(Entries from a dataset)
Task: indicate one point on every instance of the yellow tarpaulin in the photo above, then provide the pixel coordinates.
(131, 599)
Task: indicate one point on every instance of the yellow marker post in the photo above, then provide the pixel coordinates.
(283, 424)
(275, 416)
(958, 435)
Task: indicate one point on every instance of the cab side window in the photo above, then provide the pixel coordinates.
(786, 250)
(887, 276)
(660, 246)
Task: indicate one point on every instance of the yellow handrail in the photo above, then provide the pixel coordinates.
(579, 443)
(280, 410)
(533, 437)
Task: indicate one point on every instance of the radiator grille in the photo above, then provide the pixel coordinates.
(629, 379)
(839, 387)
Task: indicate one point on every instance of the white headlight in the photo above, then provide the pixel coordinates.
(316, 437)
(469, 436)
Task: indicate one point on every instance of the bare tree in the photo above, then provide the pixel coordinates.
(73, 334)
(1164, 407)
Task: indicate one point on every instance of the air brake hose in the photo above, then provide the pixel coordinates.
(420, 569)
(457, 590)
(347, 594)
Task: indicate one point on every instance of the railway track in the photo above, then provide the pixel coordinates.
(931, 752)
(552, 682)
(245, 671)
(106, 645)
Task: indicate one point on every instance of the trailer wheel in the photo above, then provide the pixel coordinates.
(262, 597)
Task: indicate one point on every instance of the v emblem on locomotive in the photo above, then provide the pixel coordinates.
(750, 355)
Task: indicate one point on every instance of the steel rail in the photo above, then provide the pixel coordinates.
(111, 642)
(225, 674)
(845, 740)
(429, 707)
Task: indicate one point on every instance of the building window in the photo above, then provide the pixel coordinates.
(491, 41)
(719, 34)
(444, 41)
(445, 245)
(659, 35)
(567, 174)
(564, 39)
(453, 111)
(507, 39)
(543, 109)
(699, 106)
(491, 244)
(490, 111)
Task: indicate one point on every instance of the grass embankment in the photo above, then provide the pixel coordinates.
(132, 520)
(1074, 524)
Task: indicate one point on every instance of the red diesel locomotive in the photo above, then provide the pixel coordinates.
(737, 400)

**What to work on:** Rewrite the listing starting at the line containing "Task: indicate one point on every instance of the air" and ending at the line containing "(1074, 524)", with "steel rail" replaced by "metal rail" and everything else left as is.

**Reply:**
Task: indicate one point on every instance of the air brake hose in the photo above, then provide the pixel coordinates.
(420, 569)
(457, 590)
(347, 594)
Task: indicate one point on every instance of the railway track in the photo above, then provide the pixel coordinates.
(931, 752)
(552, 682)
(245, 671)
(106, 645)
Task: indicate one point on every instance of the trailer wheel in the photo above, then provide the pixel coordinates.
(262, 597)
Task: indicate one point on every instance of the v emblem on locomotive in the photo above, then provide the pixel coordinates.
(750, 355)
Task: indicate one point on every instance of the metal rail in the photo above, then provide the pixel coordinates.
(111, 642)
(225, 674)
(845, 740)
(429, 707)
Task: indicate one point on every instance of the building window in the photo above, then provide the pixel coordinates.
(491, 41)
(719, 34)
(444, 41)
(445, 245)
(659, 35)
(567, 174)
(564, 39)
(453, 111)
(507, 39)
(543, 109)
(699, 106)
(491, 244)
(490, 111)
Task: indicate one point on every instance of the grass embankment in the photo above, then provide the pixel coordinates.
(132, 520)
(1074, 524)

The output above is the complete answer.